### Quoted text ###

Setting up my home NAS

Outlining my process for setting my home NAS (Network Access Storage) using a Raspberry PI 4 (8GB RAM) with an external 4TB Hard drive. This Article will outline many of the things I learnt along the way. I will be splitting it into many smaller sections so that while some may become irrelevant someday, hopefully some others may stay relevant for longer.

I will keep adding and updating sections of this blog as i learn more since this is more of a brain dump of what i learnt and not a definitive guide on how to setup a NAS

Topics discussed:

How to choose the setup
OMV vs Raspberry Pi OS with Samba
Setting up OMV (Docker and Portainer too)
Testing speeds
Backing up files
Extras I have installed

Choosing the setup

The setup i went with was:

Raspberry pi 4 (8GB RAM) running Open Media Vault
4TB Seagate Iron Wolf (NAS Drive)
USB3 external 3.5in HDD enclosure
Gigabit AC router
Backup 1TB USB Harddrive

The three most important choices for me while setting up a NAS:

Data transfer bottleneck:
This is the slowest point in the chain, no SSD or thunderbolt connection will speed up your NAS if the slowest thing in the chain is bogging you down. (For me it was the gigabit port)
CPU and RAM:
As the number of hosted applications on the NAS increases and you have more concurrent and CPU intensive tasks running such as a PLEX server transcoding 4k movies, the CPU and RAM will throttle performance. (Here is where a entry level out of the box NAS solution failed)
Redundancy:
No NAS is complete without data redundancy. Not all redundancy is the same and you may not need to redundantly backup everything. (In most cases, the data you absolutely cannot lose is far less than the total size of the NAS, just backup that and you should be good)

Reasons for picking each of these:

Raspberry Pi 4

Prior Raspberry Pi’ s had slower IO, with RPi 4 we get a

1.5Ghz CPU
upto 8GB RAM
USB 3.0 (5Gbps)
Gigabit Ethernet.

This is more powerful that an entry level Synology NAS with our only bottleneck being the Gigabit Ethernet. All for a low price of $75 ($35 for the 2GB RAM model)

The Pi also supported Open Media Vault (an open source NAS software) and all major NAS applications. It was well suited for a home server.

4TB Segate NAS drive + Enclosure

The options here were, off the shelf external hdd, off the shelf external ssd, or internal HDD with enclosure. The SSD vs HDD argument was easy for 2 reasons:

SSD Electron Decay
The real bottleneck is still going to be the Gigabit ethernet

The Internal dive choice was less clear, but I went with an internal drive for better flexibility in terms of drive choice (Choosing a NAS drive instead of a Desktop drive for around the same price). At the time of writing, this and the enclosure cost me 120$

Gigabit AC router

At the time of writing, without the setup getting too expensive, the fastest and most reasonable communication port was a gigabit ethernet port. Every device i had in the chain supported it and the transfer speeds were reasonable for almost all my use cases. With this in mind, I just bought the cheapest gigabit router on Amazon.

Total cost of setup

RPI4: $75
Case: $25 (Yes I bought the fanciest one cause why not)

###

## Prompt
Continue the home NAS write-up from the point where it stops.

### Recorded information ###

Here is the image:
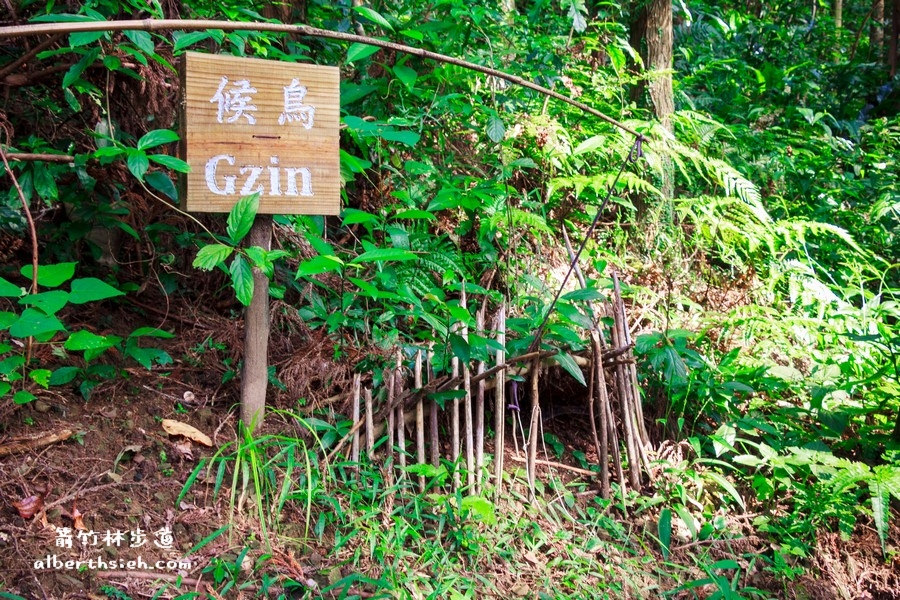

###

## Exercise response
Router: $45
HDD: $100
Enclosure: $25

Total: $280

If you already have a gigabit router, get the cheaper Pi4 (2GB RAM) and buy a cheap 3$ case, the total is ~160$, cheaper than an entry level Synology NAS (Synology DS120j) with far more flexibility and power.

OMV vs Pi with Samba

This was a big decision given that my use case for a home server was very simple, an easily accessible NAS from any device on the network. The Benefit of a NAS software like Open Media Vault was not immediately obvious to me. Since giving it a go, here are my lessons:

OMV (and similar NAS softwares) makes the setup a NAS exponentially easier. Once i had OMV setup on the PI, the next steps were just clicking buttons with a very small learning curve.
You realize that there are a lot of auxillary services that you never knew you needed and probably should have. Things such as:
- FTP, RSync
- A Simple Web GUI
- Access control and monitoring
- Disk management (Mounting, Formatting, Sharing, Disk Allocation etc,)
- Update management
- RAID (not something I used but still)
Samba is not the easiest/best way to file share (yeah, sometimes you just have to RSync)

I took a leap of faith with this one but i am so glad i did, OMV with Docker apps is a beast i did not expect and makes this process actually enjoyable. I will not be doing justice to this section if i dont give credit to Techno Dad Life (a youtube channel for all things OMV related). It helped me out more than I like to admit.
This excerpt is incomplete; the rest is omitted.